## FUENTE
====

Año 17, Número 246.
En esta novela escrita en el siglo XIX, el narrador nos expone a personajes masculinos con ciertas características femeninas y a personajes mujeres con características entendidas socialmente como masculinas
Martín Rojo
Los aromas agradables del incienso y la cera a borbotones, la calidez del fuego danzarín en la punta del pabilo, los ecos reverberantes en la arquitectura de la iglesia y el coro de voces que van y vienen como un delgado e interminable arrullo, una fresca llovizna de agua bendita y la compañía de quienes profesan la religión. Todo esto puede sentirse, olerse y escucharse cuando se lee La Regenta, novela de Leopoldo Alas Clarín. Pero, por otro lado, también puede sentirse una hipocresía sofocante, un, no pocas veces incómodo, erotismo, un miedo latente e injustificado de caer en tentación y, sobre todo, la búsqueda hirviente de la experiencia sexual.
Publicada en 1884, y el segundo tomo un año más tarde, es esta una novela que, en palabras del autor, “fue escrita a modo de artículos sueltos que se publicaban conforme salían”. Cuenta la historia de Ana Ozores, una joven de veintisiete años de edad que se caracteriza por la insatisfacción y la búsqueda de nuevas experiencias, por ciertos desajustes mentales y una extrema belleza, que bien puede recordarnos a la mítica Elena. Alrededor de ella giran personajes masculinos como Víctor Quintanar, su esposo; don Álvaro Mesías, presidente del casino de Vetusta; don Fermín de Pas, Magistral de la iglesia del sitio; Benítez, uno de los doctores en turno, y tantos más. Todos ellos, salvo el esposo, pretenden a la joven en cuestión, detalle que puede remitirnos a otra figura, también homérica, de la incansablemente pretendida Penélope.
No es mi intención, sin embargo, hacer una lectura mitocrítica, aunque es cierto que el universo diegético, sus detalles, su ideología, no pocas veces convulsa y contradictoria, lo propicie. Me interesa por ahora la búsqueda de significados ocultos en aquello que podemos llamar “sustrato erótico”. Tema que, cabe decir, ha sido tocado hasta el hastío en la novela de Clarín.
La religión y el erotismo pueden parecer temas antitéticos, pero en los prados de la literatura han sido un binomio riquísimo que ha fecundado satisfactoriamente. La cosa cambia cuando hablamos de religión en conjunto con homosexualidad y transexualidad, trinomio que no se ha explotado en demasía, probablemente porque la sociedad apenas está aceptando estos dos últimos en su total desnudez.

====

## DATOS PROPORCIONADOS
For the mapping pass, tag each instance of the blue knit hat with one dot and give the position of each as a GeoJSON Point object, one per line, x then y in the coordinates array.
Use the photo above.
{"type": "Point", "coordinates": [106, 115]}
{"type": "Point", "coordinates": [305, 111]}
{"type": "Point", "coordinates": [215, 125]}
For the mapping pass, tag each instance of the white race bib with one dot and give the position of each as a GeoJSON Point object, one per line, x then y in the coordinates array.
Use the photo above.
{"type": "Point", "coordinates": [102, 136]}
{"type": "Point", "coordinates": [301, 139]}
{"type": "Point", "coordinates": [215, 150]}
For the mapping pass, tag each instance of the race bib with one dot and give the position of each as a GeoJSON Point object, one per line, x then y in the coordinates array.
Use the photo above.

====

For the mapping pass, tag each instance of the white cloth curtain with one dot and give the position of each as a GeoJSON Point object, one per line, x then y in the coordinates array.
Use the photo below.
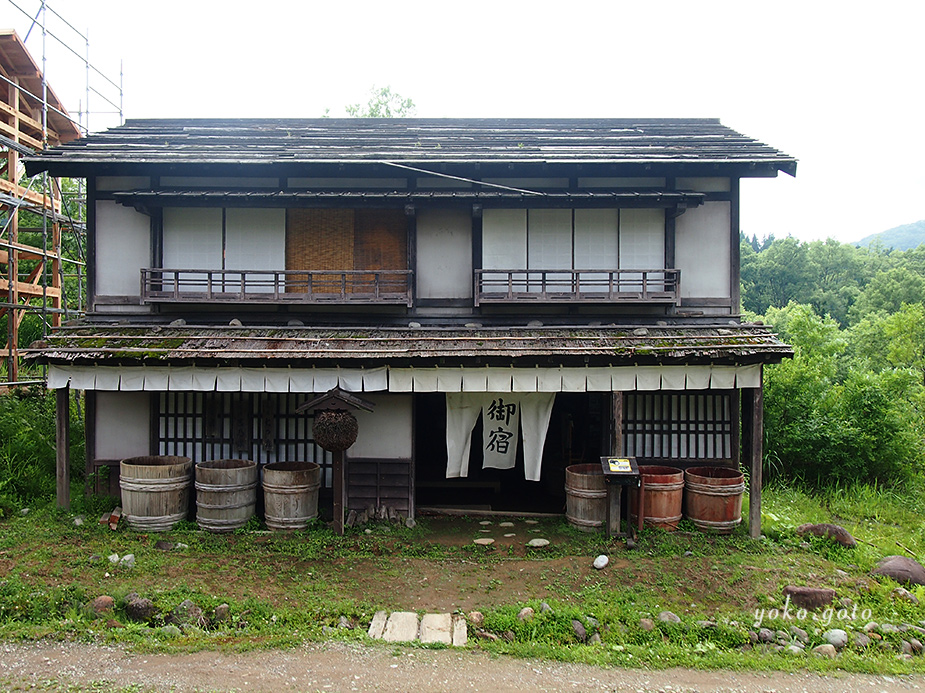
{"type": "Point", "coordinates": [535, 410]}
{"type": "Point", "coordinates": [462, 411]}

====

## TAREAS
a: Indique si cada una de las siguientes afirmaciones concuerda con el ensayo sobre La Regenta y respalde cada respuesta, sí o no, con las palabras decisivas del texto, citadas literalmente: (i) el segundo tomo de la novela apareció un año después del primero; (ii) Ana Ozores tiene treinta años; (iii) Víctor Quintanar pretende a Ana al igual que los demás personajes masculinos mencionados.
b: Prolongue el ensayo sobre La Regenta a partir del punto en que termina.

## RESPUESTAS POR TAREA
a:
(i) Sí: "Publicada en 1884, y el segundo tomo un año más tarde".
(ii) No: "una joven de veintisiete años de edad".
(iii) No: "Todos ellos, salvo el esposo, pretenden a la joven en cuestión".

b:
La narración de la novela inicia con una descripción general de Vetusta, geografía imaginaria que está inspirada en la ciudad española de Oviedo. Acto seguido, el narrador se enfoca en la torre de la iglesia, desde la cual, Don Fermín observa, con una intensidad que puede rayar en el voyeurismo, a los habitantes y transeúntes. Esta torre y esta iglesia son el centro de la cultura, la sociedad y la economía en Vetusta. Son, simbólicamente, el erotismo (la construcción arquitectónica de la torre se muestra como un gran falo erecto) y la religión, temas centrales de la novela.
Debajo de esa sábana erótica, duerme también un discurso que pinta la atmósfera vetustiana con tintes transexuales. No por ello quiero decir que todos los personajes profesen este tipo de inclinaciones o intereses, sino que, acaso de modo inconsciente, el narrador nos expone a la mayoría de los personajes masculinos con ciertas características femeninas, y a su vez, algunas personajes mujeres son descritas con características entendidas socialmente como masculinas, como si vistiera a los unos de mujer y las otras de hombre. Son detalles mínimos, palabras sueltas, efímeras que acaso podrían pasar desapercibidas y no repercutir en la historia, pero que están presentes por un motivo en específico y cumplen con una tarea: describir a los personajes, revestirlos, construir su identidad física y psicológica.
Empecemos por Ana Ozores: joven sin madre que vivió toda su vida entre la espada y la pared, donde la espada es la pasión desbordante y el interés sexual y la pared es la culpa “sagrada”, el pecado. La transexualidad en Ana se da de una forma muy interesante y es que la ausencia de su madre la lleva a escribir versos durante casi toda su vida, hecho por el que la sociedad la juzga como una “machorra”, y hay incluso quienes la llaman Jorge Sando. Aquí comienza el juego. Y para ello es necesario remitirnos al escritor francés George Sand, quien en realidad era una mujer, Amantine Aurore Lucile Dupin, que se vestía de hombre y de quien Víctor Hugo dijo “no es mi lugar decidir si ella es mi hermana o hermano”.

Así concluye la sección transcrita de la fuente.